-- Document section start --

3. Issuance of Series B Preferred Stock. At the Conversion Time, the Company shall, and hereby agrees to issue one or more stock certificates evidencing the Series B Preferred Stock which stock shall be initially registered in the name of Stanford, and transferred to the trustee on the date hereof pursuant to the Voting Trust Agreement among Stanford, the Company and Pete Pizarro. The Series B Preferred Stock shall have the terms set forth in the Amended and Restated Certificate of Designations, Rights and Preferences of the Series B Preferred Stock in the form attached as Exhibit “C” hereto (the “Amended and Restated Certificate of Designation”). Simultaneously with the execution hereof, the Board of Directors of the Company shall cause the Company’s certificate of incorporation to be amended to incorporate the terms and provisions of the Amended and Restated Certificate of Designation.

4. Surrender of Common Stock. Upon the execution of this Agreement, Stanford shall surrender and deliver to the Company for cancellation stock certificates, along with duly endorsed stock powers, evidencing 16,148,612 shares of Common Stock. Immediately following such surrender, the Company certifies that Stanford will beneficially own 49.9% of the outstanding Common Stock of the Company.

-- Document section end --

## Problem 1
Could you retype the stock agreement excerpt between "4. Surrender of" and "of the Company.", inclusive?
## Problem 2
How would the stock agreement excerpt go on from here? Write a continuation that picks up after its final sentence.

-- Data listing start --

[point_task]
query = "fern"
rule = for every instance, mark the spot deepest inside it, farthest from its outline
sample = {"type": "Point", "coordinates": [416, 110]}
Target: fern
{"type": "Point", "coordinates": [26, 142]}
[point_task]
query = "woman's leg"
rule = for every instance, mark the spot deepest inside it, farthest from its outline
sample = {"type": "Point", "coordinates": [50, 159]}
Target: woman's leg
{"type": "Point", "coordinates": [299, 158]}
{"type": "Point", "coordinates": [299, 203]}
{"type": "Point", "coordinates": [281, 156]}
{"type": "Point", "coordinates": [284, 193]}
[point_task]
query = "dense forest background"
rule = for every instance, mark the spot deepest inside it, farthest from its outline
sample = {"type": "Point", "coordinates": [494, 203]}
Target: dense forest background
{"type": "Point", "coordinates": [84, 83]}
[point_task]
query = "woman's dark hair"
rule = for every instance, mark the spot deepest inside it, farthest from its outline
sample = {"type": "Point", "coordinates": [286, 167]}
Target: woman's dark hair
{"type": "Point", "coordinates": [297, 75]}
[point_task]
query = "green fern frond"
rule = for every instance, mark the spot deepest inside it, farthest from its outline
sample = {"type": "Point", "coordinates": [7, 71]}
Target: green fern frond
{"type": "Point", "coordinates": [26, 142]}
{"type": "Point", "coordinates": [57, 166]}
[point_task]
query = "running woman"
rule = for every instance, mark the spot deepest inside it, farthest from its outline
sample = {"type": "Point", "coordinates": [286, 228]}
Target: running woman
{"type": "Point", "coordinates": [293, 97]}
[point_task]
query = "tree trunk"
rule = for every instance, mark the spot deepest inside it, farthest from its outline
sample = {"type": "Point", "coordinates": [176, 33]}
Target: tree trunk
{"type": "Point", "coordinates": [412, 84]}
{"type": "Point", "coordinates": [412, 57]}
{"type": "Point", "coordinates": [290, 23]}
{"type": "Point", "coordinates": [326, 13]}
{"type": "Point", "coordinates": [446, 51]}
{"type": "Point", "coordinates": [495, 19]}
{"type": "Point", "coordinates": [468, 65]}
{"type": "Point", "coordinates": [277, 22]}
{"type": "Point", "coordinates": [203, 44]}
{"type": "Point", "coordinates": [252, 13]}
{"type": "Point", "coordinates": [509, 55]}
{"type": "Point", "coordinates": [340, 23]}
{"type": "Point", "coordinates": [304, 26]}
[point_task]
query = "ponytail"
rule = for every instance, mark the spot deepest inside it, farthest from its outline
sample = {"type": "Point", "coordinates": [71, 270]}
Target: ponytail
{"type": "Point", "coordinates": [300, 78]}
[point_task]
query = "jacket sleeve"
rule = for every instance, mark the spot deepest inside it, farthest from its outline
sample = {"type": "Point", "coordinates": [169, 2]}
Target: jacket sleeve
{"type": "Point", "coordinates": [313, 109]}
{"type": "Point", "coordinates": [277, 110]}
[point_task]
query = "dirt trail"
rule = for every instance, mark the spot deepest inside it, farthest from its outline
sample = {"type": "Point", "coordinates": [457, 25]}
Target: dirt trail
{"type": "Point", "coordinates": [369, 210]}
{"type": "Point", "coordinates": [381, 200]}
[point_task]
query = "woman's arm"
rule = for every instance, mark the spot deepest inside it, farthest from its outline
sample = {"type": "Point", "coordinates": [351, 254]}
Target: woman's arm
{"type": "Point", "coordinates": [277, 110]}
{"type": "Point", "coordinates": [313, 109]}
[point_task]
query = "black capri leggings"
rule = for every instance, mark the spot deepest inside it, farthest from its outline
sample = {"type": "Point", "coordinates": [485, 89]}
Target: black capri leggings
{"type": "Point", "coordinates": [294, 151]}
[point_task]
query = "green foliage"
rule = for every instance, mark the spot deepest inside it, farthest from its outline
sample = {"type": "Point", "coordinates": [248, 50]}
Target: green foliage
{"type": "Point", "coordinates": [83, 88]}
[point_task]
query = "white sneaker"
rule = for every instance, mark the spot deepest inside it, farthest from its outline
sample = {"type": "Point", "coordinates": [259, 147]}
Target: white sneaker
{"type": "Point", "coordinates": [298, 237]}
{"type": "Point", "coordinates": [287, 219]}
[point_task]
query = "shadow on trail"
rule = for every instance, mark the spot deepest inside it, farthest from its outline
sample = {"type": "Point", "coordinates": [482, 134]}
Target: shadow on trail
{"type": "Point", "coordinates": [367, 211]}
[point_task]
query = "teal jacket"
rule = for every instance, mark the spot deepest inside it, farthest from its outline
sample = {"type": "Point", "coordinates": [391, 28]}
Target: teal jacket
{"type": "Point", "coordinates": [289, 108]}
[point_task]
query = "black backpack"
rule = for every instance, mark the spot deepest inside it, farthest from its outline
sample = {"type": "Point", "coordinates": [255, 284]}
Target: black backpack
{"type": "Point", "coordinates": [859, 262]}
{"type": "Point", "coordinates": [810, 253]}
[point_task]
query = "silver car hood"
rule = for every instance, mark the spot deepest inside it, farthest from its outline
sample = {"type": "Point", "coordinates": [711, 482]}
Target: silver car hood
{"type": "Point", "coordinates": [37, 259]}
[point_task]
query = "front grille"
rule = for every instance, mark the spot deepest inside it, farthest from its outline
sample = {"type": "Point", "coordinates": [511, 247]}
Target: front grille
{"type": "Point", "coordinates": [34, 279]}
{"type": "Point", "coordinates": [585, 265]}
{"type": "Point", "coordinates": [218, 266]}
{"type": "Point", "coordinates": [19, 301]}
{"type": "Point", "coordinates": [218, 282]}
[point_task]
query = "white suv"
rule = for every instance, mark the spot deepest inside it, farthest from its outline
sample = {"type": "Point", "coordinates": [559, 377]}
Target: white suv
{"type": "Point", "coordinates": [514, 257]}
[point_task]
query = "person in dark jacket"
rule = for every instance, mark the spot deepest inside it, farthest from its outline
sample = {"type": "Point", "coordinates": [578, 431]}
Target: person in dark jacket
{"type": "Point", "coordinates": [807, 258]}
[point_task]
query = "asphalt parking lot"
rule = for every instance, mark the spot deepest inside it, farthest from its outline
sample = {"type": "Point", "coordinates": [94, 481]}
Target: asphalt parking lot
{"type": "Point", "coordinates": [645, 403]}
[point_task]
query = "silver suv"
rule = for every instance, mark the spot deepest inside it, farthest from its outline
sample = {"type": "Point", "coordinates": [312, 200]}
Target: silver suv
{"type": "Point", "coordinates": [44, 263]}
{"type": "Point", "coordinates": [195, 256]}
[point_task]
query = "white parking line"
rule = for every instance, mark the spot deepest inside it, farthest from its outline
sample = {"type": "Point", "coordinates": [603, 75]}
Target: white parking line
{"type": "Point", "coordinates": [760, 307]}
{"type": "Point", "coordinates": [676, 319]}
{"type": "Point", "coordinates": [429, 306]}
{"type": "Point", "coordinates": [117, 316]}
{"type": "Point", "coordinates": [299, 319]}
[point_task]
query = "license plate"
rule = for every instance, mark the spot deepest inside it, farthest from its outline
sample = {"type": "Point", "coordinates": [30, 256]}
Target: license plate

-- Data listing end --

## Response 1
4. Surrender of Common Stock. Upon the execution of this Agreement, Stanford shall surrender and deliver to the Company for cancellation stock certificates, along with duly endorsed stock powers, evidencing 16,148,612 shares of Common Stock. Immediately following such surrender, the Company certifies that Stanford will beneficially own 49.9% of the outstanding Common Stock of the Company.

## Response 2
5. Option to Purchase Series B Preferred Stock. Upon the execution of this Agreement, the Company shall issue an option to Stanford in the form attached as Exhibit “D” hereto (the “Option”) pursuant to which the Company shall grant to Stanford an option to purchase 592,593 shares of Series B Preferred Stock for an aggregate purchase price of $4,000,000 in accordance with the terms and conditions set forth therein. The Option shall be exercisable at any time, upon written notice to the Company, on or prior to March 31, 2009. In the event that the Option is not fully exercised by Stanford, then the Conversion Rate for the Series B Preferred Stock shall be immediately adjusted as set forth in the Amended and Restated Certificate of Designation.

6. Voting Trust Agreement. Upon the execution of this Agreement, Stanford shall execute a Voting Trust Agreement in the form of Exhibit “E” attached hereto pursuant to which Stanford shall place all shares of Common Stock and Series B Preferred Stock that it currently owns into a voting trust and such shares shall be subject to the provisions set forth therein.

7. Amendment to Pizarro Employment Agreement. Upon the execution of this Agreement, the Company and Pete R. Pizarro, the Company’s Chief Executive Officer, shall enter into an Amendment to Executive Employment Agreement in the form of Exhibit “F” attached hereto.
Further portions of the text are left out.